**Goal of the exercise**: Go through the records line by line and work out how many lines hold the word "building". Answer with the number only.

[Natural language region descriptions]
"""
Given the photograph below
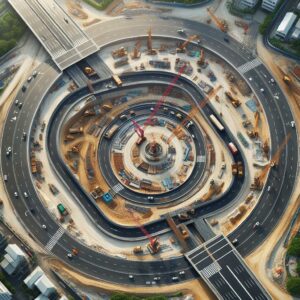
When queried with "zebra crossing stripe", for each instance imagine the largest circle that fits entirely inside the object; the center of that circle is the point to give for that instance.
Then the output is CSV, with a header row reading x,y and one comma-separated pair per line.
x,y
54,239
249,65
211,270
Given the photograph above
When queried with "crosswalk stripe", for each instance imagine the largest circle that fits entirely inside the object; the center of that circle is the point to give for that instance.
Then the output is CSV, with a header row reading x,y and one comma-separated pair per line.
x,y
249,65
54,239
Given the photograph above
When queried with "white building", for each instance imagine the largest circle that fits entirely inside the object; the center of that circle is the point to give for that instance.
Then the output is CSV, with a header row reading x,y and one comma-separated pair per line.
x,y
4,292
45,286
37,278
269,4
33,277
286,24
249,3
296,33
13,258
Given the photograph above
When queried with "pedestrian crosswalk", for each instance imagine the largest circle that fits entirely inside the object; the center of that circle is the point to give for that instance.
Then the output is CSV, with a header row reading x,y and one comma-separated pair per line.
x,y
249,65
210,270
201,158
54,239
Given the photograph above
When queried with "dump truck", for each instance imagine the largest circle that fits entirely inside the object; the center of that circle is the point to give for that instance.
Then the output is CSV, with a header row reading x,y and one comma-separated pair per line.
x,y
240,169
62,210
234,169
76,130
137,249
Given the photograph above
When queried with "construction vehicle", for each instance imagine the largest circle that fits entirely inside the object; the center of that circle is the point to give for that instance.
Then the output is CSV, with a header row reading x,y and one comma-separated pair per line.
x,y
286,79
235,102
89,71
136,51
240,169
184,231
151,51
258,179
76,130
242,24
153,246
119,53
182,47
221,24
234,169
62,210
254,133
137,250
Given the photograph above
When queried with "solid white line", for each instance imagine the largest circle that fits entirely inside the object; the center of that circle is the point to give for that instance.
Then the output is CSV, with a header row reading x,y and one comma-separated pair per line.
x,y
239,282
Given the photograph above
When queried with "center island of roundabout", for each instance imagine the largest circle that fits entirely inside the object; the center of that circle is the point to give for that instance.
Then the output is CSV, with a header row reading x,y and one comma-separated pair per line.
x,y
174,157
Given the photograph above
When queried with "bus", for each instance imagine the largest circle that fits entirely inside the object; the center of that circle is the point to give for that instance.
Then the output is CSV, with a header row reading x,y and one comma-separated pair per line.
x,y
216,122
117,80
111,131
233,148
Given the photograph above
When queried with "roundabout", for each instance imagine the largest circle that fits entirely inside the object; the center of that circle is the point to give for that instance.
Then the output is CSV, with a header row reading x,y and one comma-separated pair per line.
x,y
158,160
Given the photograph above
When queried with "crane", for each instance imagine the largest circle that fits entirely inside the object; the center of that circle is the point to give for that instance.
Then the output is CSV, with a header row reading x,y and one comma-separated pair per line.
x,y
195,110
258,180
222,25
182,47
153,245
141,130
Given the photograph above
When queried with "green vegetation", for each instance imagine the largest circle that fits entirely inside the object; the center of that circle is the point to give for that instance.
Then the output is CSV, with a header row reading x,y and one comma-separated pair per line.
x,y
293,286
11,30
183,1
236,11
9,286
294,247
121,296
268,19
98,4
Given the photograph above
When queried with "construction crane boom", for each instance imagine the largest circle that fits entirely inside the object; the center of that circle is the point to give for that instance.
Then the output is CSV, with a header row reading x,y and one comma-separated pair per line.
x,y
222,25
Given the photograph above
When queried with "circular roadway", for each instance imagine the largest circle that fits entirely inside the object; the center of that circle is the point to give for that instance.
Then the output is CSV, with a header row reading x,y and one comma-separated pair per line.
x,y
268,211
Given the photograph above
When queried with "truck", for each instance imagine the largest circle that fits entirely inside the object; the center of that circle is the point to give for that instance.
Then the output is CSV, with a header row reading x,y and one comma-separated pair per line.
x,y
62,209
240,169
76,130
234,169
137,250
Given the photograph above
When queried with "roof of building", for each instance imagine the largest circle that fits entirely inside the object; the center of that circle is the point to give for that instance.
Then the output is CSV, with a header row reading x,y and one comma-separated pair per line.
x,y
41,297
45,286
286,23
33,277
14,251
3,289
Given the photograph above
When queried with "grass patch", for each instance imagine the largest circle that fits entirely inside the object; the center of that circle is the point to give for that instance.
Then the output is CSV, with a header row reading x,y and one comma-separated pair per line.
x,y
11,30
100,4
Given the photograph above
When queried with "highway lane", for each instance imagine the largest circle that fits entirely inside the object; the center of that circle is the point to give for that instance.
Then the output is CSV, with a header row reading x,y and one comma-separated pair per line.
x,y
281,207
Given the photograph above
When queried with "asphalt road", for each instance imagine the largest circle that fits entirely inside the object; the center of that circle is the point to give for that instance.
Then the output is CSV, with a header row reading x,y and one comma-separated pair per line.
x,y
268,210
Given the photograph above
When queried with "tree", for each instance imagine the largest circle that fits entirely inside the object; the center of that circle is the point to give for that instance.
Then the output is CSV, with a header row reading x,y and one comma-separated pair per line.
x,y
293,286
294,248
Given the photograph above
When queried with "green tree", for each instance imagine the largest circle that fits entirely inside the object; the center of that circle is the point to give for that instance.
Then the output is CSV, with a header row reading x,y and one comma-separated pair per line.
x,y
293,286
294,247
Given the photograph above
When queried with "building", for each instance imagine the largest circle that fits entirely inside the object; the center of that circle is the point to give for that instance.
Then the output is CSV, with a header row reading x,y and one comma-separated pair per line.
x,y
4,292
45,286
13,258
296,32
269,5
33,277
286,24
38,279
248,3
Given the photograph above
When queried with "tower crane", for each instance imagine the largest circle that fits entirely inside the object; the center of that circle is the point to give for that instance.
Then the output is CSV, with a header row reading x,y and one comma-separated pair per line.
x,y
221,24
195,110
182,47
154,245
258,180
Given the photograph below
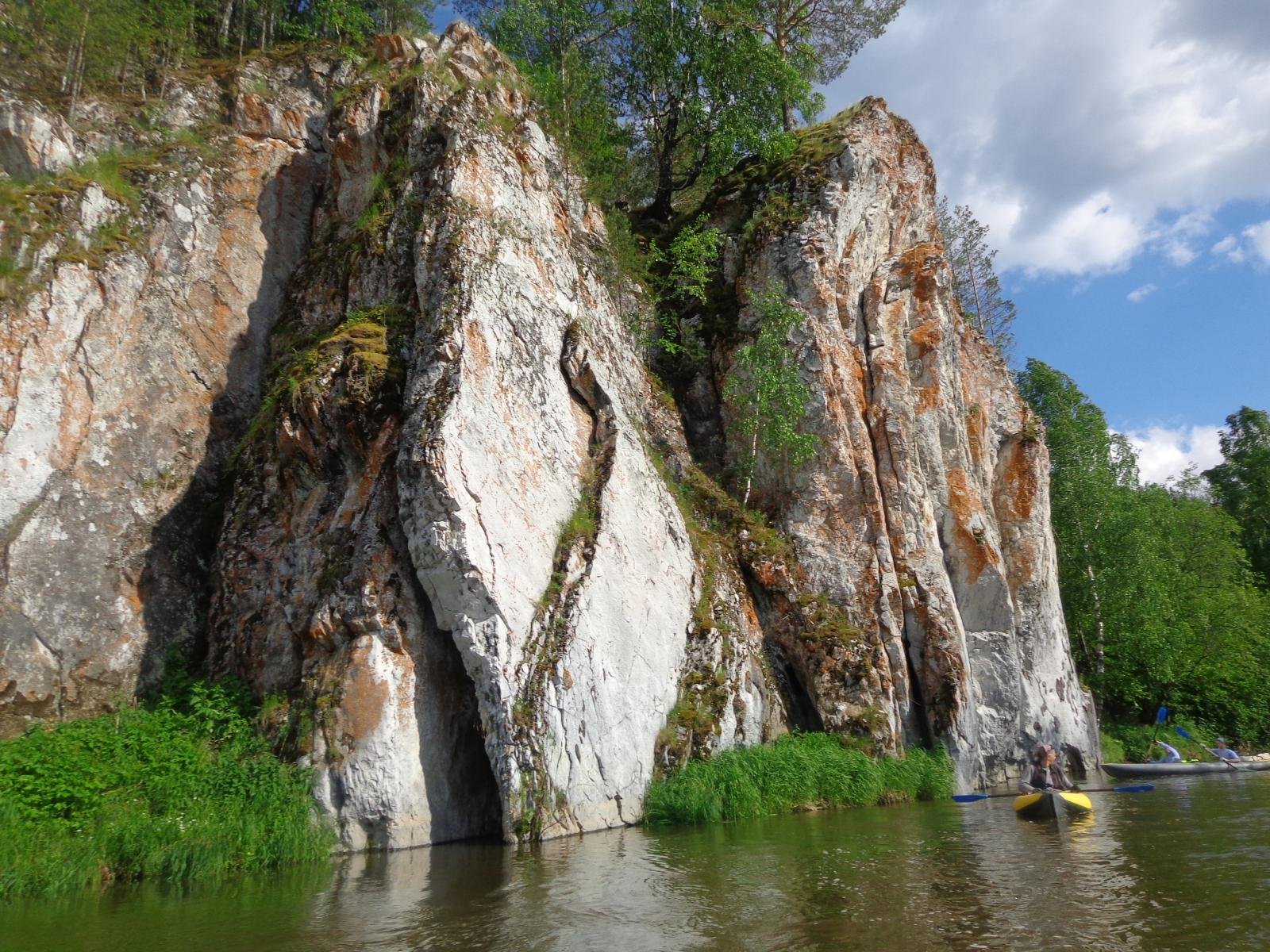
"""
**Output of the exercise**: 3